CHALLENGES
A – Rewrite the part of the pivoting excerpt that opens with the words containing "There are a" and closes with "unstack the year.", putting "nesting" where "hierarchy" stands.
B – Translate this sentence from the pivoting excerpt into Spanish: "But before you can do that the column indices must match."
C – Write what comes next in the pivoting excerpt, picking up after its last sentence.

So we would like to reorder (pivot) the data into a nice dataframe where Months/Days are shown along the left side, and years are columns across and a datavalue is displayed as the "meat" 1979 1980 Jan 1 data data ... 2 data data

There are a couple of ways to do this: You can select a column, or columns and set the index to by a hierarchy of year/month/day, and then unstack the year.


In [ ]:
df= df[['extent']].set_index([df.index.year, df.index.month, df.index.day]).unstack(0)
df.head(3)

We now want to concat the climatology means on to this newly shaped dataframe. But before you can do that the column indices must match.

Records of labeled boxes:

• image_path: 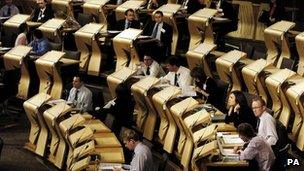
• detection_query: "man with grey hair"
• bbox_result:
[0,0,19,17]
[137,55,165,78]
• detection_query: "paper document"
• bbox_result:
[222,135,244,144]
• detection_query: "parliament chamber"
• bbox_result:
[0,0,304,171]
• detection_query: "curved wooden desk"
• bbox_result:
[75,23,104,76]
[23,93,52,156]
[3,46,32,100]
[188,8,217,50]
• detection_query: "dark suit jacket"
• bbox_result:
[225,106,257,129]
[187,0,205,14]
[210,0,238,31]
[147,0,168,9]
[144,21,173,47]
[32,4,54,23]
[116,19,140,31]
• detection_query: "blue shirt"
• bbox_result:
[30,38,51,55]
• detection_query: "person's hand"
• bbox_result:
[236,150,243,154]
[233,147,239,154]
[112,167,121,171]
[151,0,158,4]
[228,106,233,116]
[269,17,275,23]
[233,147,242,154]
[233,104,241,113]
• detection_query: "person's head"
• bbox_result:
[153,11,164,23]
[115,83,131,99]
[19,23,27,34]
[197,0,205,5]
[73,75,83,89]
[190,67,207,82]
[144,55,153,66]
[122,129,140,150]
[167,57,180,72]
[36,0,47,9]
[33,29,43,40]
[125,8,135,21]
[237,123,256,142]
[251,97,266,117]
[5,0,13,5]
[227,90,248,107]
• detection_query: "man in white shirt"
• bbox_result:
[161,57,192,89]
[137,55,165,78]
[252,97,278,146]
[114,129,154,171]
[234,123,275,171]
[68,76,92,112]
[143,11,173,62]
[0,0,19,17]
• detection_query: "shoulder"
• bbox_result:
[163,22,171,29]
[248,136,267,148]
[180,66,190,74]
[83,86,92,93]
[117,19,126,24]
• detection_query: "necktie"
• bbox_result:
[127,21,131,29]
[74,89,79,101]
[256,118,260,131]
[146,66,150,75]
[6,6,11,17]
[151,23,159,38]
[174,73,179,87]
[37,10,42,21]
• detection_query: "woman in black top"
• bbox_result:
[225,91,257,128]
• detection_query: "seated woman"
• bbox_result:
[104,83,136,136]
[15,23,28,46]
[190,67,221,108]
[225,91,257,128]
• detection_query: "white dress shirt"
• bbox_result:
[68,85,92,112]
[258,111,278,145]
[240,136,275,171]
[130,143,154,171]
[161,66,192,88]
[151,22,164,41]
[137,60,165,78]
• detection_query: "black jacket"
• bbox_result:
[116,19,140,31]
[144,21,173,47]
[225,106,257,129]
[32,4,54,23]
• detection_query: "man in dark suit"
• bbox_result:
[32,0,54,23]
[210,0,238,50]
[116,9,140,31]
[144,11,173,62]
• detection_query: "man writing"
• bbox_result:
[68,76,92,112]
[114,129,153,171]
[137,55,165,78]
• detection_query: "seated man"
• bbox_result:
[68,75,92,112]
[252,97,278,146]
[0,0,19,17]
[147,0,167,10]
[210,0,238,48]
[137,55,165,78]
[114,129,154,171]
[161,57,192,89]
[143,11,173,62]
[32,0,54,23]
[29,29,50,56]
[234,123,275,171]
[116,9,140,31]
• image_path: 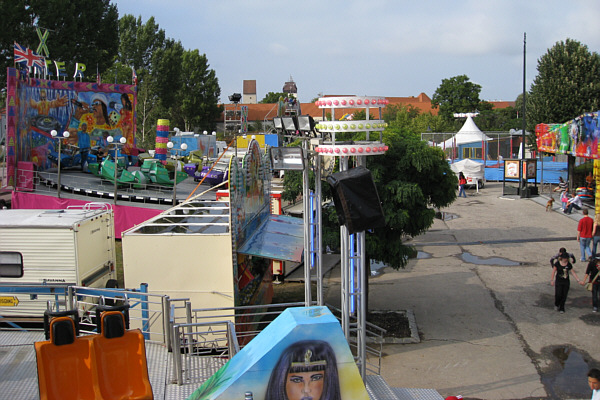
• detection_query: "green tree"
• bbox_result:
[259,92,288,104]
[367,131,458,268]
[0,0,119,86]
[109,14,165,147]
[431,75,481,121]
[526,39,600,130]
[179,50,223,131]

...

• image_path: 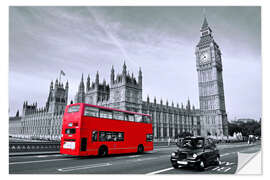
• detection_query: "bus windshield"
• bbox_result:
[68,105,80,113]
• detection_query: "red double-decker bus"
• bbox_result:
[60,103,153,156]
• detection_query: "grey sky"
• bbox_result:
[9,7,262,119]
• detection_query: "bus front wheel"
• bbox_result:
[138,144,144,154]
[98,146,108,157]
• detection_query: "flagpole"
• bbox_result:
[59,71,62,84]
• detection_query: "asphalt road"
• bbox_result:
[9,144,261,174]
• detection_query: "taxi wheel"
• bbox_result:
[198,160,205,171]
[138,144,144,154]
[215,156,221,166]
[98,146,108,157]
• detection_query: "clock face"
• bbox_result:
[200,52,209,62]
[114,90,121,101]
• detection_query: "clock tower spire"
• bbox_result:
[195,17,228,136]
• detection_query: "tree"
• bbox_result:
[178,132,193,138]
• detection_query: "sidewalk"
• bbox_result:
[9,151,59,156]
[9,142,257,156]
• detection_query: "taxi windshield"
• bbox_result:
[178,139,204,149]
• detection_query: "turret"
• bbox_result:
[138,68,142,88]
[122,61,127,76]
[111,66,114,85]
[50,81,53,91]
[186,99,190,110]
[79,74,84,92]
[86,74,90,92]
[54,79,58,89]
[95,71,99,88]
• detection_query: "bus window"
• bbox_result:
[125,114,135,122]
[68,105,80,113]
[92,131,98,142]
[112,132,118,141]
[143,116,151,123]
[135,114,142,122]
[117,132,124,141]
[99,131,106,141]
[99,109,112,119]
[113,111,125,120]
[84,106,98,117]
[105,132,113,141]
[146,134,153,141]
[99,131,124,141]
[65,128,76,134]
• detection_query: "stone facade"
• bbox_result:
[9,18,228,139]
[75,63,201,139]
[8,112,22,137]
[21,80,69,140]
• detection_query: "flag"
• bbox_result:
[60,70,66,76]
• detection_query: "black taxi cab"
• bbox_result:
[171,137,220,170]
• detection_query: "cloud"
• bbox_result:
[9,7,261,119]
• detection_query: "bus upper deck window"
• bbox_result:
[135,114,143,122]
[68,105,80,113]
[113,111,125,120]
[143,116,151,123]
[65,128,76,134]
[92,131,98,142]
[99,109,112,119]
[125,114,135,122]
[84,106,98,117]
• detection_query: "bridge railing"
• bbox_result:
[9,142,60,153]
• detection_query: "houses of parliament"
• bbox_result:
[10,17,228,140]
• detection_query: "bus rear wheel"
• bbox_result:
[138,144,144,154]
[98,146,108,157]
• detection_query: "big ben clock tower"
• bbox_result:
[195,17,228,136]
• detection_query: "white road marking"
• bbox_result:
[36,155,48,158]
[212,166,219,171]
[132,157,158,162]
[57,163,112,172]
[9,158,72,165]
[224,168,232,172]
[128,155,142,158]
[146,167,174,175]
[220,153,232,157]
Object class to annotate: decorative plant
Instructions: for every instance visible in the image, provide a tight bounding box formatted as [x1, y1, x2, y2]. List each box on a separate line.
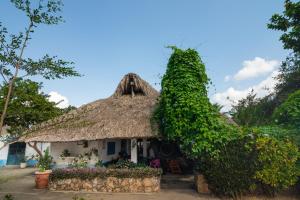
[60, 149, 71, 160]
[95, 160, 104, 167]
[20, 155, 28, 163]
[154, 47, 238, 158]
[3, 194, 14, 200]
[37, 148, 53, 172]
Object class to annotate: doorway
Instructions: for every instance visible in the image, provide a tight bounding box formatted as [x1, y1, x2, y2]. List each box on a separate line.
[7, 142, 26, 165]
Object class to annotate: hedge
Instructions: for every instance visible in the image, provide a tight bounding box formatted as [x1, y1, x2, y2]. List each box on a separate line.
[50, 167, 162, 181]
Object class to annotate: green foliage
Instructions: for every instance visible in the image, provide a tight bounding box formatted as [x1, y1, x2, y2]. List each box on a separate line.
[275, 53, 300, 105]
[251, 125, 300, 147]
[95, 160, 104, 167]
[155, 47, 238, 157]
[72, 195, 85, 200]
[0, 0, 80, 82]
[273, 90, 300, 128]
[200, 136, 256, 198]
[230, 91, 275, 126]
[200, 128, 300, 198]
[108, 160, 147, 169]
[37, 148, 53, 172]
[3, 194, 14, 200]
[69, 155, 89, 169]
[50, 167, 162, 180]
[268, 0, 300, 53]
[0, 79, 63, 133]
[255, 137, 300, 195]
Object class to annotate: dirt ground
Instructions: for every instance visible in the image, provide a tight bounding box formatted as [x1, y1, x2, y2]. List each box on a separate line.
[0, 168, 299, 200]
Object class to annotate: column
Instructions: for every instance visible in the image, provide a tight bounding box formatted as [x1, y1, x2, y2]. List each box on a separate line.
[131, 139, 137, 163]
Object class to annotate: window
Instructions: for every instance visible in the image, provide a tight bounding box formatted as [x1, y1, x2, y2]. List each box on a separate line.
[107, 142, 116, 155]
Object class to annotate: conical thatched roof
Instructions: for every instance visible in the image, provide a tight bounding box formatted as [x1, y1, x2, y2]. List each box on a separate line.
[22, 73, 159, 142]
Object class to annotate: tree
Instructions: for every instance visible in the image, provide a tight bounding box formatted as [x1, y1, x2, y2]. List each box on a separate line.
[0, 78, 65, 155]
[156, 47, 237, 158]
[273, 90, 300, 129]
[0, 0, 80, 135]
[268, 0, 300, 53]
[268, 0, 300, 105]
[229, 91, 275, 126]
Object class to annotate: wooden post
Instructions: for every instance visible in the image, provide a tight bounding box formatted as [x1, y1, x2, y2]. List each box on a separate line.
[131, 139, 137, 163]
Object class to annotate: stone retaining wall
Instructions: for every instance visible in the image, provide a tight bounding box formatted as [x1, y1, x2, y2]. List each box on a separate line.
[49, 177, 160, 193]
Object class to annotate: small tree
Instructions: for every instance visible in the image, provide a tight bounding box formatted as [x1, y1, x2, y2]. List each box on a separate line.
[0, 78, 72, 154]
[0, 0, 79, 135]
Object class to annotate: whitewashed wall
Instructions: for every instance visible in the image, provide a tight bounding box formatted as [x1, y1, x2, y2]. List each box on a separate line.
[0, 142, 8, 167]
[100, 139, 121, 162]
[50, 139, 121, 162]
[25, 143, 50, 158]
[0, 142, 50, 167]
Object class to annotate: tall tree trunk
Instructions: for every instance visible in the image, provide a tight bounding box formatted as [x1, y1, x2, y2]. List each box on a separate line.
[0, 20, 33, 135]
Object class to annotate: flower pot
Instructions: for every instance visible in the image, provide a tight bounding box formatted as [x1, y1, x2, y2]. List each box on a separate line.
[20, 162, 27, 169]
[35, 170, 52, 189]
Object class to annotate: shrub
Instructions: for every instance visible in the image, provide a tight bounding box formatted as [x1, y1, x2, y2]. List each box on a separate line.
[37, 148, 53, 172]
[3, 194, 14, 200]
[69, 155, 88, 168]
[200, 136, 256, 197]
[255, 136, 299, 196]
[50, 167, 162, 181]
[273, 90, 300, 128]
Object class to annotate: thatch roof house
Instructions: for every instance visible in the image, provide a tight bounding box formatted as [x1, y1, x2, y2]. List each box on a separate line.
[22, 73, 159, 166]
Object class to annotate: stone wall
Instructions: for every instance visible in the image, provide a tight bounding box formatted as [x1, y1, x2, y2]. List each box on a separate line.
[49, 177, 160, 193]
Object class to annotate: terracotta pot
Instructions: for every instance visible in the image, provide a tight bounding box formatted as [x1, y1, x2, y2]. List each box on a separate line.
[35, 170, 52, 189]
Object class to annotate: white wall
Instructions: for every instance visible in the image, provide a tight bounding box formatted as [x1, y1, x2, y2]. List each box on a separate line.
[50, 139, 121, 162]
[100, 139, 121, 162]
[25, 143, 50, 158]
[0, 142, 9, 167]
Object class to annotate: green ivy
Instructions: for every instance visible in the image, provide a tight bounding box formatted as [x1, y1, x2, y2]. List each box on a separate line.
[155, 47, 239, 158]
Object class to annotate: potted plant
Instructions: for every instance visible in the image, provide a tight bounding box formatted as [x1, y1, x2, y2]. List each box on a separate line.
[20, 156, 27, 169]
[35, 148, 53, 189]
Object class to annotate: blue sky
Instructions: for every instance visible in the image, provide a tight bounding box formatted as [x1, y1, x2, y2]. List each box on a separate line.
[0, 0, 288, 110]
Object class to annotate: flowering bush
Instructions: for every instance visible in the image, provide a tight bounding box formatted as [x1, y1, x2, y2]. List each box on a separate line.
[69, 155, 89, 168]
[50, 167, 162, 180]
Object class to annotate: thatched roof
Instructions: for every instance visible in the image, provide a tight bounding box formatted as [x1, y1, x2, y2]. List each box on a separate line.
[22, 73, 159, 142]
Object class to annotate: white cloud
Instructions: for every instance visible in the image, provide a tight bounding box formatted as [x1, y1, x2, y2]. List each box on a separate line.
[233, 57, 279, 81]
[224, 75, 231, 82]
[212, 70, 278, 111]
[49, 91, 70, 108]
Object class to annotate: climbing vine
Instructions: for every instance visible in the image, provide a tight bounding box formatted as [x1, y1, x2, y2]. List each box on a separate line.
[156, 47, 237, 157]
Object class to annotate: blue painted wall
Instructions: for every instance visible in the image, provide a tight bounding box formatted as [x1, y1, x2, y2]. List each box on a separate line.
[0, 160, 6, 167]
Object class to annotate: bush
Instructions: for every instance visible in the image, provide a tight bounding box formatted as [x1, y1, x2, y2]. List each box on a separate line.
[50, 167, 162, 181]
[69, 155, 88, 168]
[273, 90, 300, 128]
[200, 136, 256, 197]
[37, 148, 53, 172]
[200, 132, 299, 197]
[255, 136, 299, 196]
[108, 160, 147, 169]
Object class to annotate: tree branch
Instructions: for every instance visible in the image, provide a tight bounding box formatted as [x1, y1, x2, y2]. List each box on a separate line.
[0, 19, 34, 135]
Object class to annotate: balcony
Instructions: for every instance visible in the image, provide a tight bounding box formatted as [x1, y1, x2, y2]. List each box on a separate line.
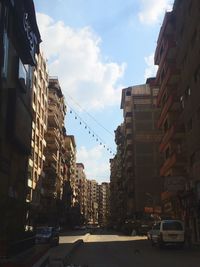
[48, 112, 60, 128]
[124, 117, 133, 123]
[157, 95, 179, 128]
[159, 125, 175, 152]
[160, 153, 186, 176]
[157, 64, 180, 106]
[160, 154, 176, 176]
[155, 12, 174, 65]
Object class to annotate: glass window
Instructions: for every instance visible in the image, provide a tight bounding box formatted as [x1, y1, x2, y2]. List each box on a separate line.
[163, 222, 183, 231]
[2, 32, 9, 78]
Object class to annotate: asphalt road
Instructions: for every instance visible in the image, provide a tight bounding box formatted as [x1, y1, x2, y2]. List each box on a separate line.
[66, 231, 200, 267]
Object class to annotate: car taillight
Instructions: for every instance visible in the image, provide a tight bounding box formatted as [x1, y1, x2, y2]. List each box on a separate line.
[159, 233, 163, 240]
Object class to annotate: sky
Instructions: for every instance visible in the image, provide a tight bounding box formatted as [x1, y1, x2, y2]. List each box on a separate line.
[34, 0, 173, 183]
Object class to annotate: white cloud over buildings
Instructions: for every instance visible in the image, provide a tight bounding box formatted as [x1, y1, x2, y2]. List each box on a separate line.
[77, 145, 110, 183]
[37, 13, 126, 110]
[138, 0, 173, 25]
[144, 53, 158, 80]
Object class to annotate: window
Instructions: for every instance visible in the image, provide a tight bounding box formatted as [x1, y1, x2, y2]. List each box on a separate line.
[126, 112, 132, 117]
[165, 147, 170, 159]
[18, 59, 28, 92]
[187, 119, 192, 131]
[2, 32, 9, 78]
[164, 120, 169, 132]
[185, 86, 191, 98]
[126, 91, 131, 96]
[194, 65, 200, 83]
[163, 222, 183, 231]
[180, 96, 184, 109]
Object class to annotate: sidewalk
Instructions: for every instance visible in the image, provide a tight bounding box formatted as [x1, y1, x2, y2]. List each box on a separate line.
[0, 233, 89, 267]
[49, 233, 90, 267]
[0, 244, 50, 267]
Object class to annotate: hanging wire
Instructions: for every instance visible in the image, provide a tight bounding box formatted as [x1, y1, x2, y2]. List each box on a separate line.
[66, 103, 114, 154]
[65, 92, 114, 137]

==

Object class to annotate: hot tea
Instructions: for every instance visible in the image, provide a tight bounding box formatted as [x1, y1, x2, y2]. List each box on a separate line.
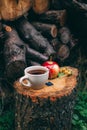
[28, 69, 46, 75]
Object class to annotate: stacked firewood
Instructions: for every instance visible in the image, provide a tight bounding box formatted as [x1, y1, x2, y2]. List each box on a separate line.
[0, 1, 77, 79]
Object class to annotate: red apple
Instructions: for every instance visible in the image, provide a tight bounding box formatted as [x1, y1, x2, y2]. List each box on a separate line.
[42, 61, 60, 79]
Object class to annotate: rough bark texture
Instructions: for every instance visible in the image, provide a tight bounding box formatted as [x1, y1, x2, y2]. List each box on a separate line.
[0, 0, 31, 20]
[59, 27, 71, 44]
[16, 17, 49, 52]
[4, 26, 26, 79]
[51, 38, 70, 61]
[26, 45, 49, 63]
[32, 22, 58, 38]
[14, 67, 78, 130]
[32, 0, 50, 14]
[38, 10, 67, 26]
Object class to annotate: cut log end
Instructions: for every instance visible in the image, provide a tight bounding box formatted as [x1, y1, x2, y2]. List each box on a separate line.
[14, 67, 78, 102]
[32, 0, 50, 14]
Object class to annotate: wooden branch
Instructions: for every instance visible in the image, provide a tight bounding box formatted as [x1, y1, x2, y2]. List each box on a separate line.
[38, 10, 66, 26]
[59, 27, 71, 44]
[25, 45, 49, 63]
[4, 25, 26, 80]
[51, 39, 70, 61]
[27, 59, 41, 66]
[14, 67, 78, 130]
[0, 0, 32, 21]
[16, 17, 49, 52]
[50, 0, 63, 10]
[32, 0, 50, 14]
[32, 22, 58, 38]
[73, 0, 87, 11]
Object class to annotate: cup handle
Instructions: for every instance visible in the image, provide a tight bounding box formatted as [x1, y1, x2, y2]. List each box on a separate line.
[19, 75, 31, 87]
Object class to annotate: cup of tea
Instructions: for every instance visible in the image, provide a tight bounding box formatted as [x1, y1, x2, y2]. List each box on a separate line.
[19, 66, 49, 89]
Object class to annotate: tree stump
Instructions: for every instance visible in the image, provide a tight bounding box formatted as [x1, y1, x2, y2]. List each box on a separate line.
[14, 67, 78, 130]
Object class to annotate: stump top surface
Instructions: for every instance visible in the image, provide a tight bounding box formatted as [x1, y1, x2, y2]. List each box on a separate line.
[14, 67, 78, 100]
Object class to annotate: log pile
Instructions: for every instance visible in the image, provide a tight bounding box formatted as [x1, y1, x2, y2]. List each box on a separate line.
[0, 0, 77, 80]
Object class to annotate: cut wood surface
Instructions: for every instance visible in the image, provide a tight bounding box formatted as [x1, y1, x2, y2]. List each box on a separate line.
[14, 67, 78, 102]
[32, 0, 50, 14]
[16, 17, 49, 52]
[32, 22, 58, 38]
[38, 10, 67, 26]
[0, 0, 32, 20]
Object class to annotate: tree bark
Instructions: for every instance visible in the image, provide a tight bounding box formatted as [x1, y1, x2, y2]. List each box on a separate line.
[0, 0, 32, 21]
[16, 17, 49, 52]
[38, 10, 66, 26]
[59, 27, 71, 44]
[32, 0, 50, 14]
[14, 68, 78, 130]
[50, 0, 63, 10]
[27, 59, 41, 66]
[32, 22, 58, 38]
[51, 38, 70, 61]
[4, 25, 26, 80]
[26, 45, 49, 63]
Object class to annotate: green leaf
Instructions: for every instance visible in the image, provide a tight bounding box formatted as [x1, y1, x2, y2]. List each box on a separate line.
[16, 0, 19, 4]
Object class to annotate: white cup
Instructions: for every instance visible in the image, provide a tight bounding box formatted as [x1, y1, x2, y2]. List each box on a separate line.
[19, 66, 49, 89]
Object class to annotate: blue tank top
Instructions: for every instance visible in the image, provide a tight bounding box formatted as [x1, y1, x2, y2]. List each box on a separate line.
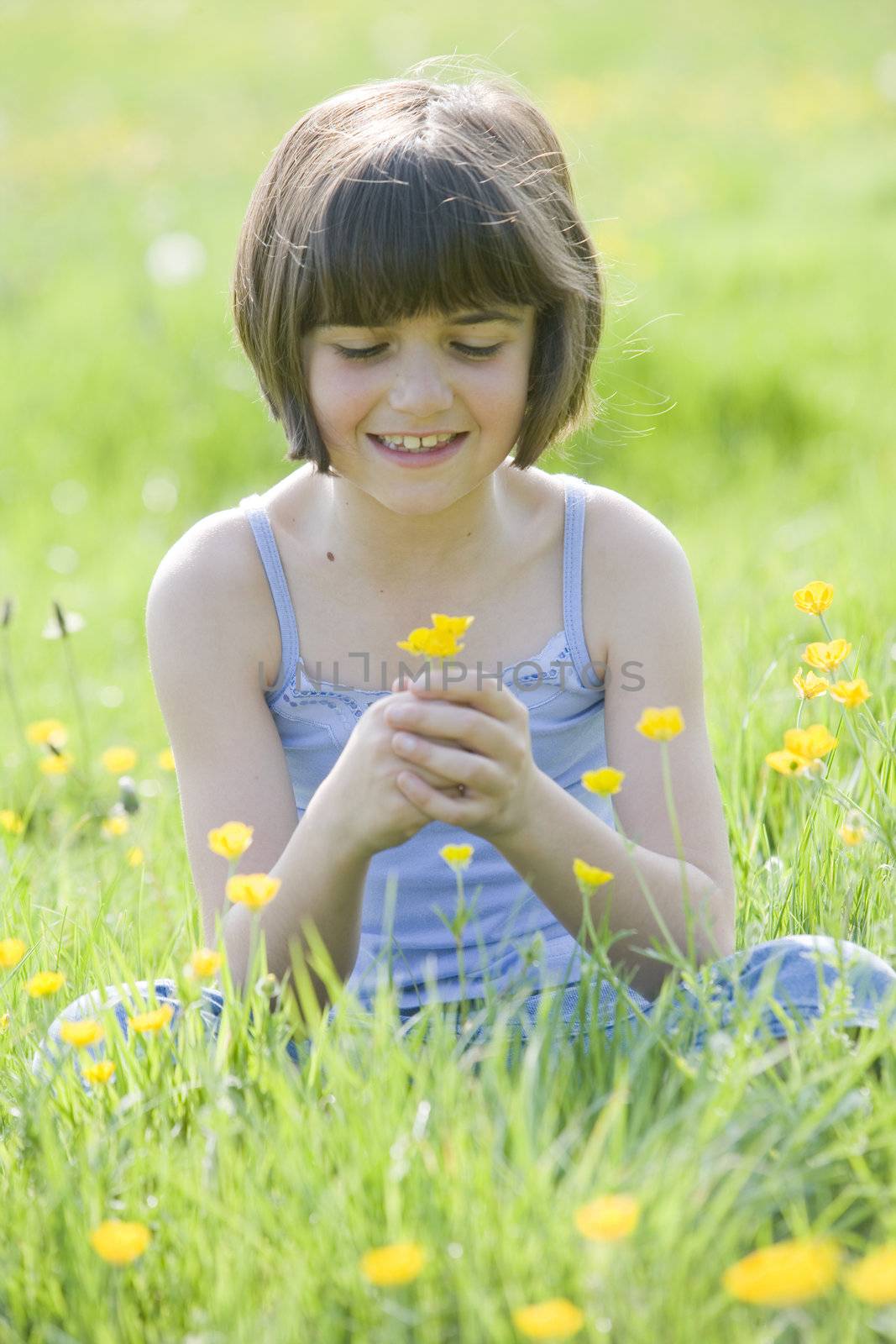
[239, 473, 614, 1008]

PER-TASK ANSWERS
A –
There are a couple of ways to do this: You can select a column, or columns and set the index to by a nesting of year/month/day, and then unstack the year.

B – Pero antes de poder hacerlo, los índices de las columnas deben coincidir.

C –
In [ ]:
print df.columns.nlevels
print df.columns.levels
print daily_means.columns.nlevels

so drop the extra extent level


In [ ]:
df.columns = df.columns.droplevel(0)
print df.columns.nlevels

Now concatinate and the dataframe is ready to be output.


In [ ]:
df = pd.concat([df, daily_means.copy()], axis=1)

In [ ]:
df.to_csv('test.csv')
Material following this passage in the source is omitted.